_Exercise_.
Your output must match the records below character for character.

_Record extracts_.
————

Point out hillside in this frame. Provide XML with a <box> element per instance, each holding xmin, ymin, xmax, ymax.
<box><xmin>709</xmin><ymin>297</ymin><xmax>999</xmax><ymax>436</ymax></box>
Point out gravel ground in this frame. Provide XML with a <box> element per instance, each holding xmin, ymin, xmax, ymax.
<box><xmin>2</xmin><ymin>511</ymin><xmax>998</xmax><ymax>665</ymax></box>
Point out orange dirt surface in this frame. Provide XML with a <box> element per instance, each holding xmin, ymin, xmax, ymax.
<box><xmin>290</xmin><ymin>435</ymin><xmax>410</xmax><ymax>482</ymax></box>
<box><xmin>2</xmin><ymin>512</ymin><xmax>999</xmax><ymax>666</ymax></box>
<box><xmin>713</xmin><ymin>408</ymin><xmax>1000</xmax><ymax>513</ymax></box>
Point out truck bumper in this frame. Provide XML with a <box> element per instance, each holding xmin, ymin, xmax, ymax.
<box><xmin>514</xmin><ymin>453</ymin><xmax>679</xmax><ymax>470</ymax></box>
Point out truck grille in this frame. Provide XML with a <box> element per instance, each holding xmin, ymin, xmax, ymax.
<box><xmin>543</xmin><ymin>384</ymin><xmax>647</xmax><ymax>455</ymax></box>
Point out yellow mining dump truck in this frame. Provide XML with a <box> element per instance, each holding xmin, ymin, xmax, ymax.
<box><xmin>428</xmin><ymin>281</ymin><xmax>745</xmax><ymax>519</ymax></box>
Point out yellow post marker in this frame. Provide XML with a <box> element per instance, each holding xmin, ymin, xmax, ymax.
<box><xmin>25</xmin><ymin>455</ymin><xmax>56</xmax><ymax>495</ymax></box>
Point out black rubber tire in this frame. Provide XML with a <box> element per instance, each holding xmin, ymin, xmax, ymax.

————

_Response area_.
Point out hillside in this frame. Provide XML with a <box> element per instance, each holding xmin, ymin, xmax, ymax.
<box><xmin>709</xmin><ymin>297</ymin><xmax>999</xmax><ymax>436</ymax></box>
Point out gravel ground in this frame. Provide XML with a <box> element per instance, each holding xmin, ymin, xmax, ymax.
<box><xmin>2</xmin><ymin>511</ymin><xmax>998</xmax><ymax>665</ymax></box>
Point out orange dirt surface in this frame. Provide XML with a <box> element per instance, each holding xmin, ymin, xmax, ymax.
<box><xmin>290</xmin><ymin>435</ymin><xmax>410</xmax><ymax>482</ymax></box>
<box><xmin>2</xmin><ymin>512</ymin><xmax>999</xmax><ymax>666</ymax></box>
<box><xmin>713</xmin><ymin>408</ymin><xmax>1000</xmax><ymax>513</ymax></box>
Point out truck bumper in this frame. Provide XML with a <box> element per instance, each holding xmin, ymin, xmax, ymax.
<box><xmin>514</xmin><ymin>453</ymin><xmax>679</xmax><ymax>470</ymax></box>
Point out truck grille in this frame. Provide XML with a <box> element per instance, each holding xmin, ymin, xmax, ymax.
<box><xmin>543</xmin><ymin>384</ymin><xmax>647</xmax><ymax>455</ymax></box>
Point out yellow mining dump truck in this frame. Provide XML with a <box> element per instance, each holding xmin, ymin, xmax, ymax.
<box><xmin>428</xmin><ymin>281</ymin><xmax>745</xmax><ymax>519</ymax></box>
Point out yellow post marker in this frame. Provide XML with a <box> element per instance, each holding xmin, ymin, xmax, ymax.
<box><xmin>25</xmin><ymin>455</ymin><xmax>56</xmax><ymax>495</ymax></box>
Point out black rubber tire in this frame. Provide XML with a <box> element per instance, each holding xmin, ymin, xmax, ymax.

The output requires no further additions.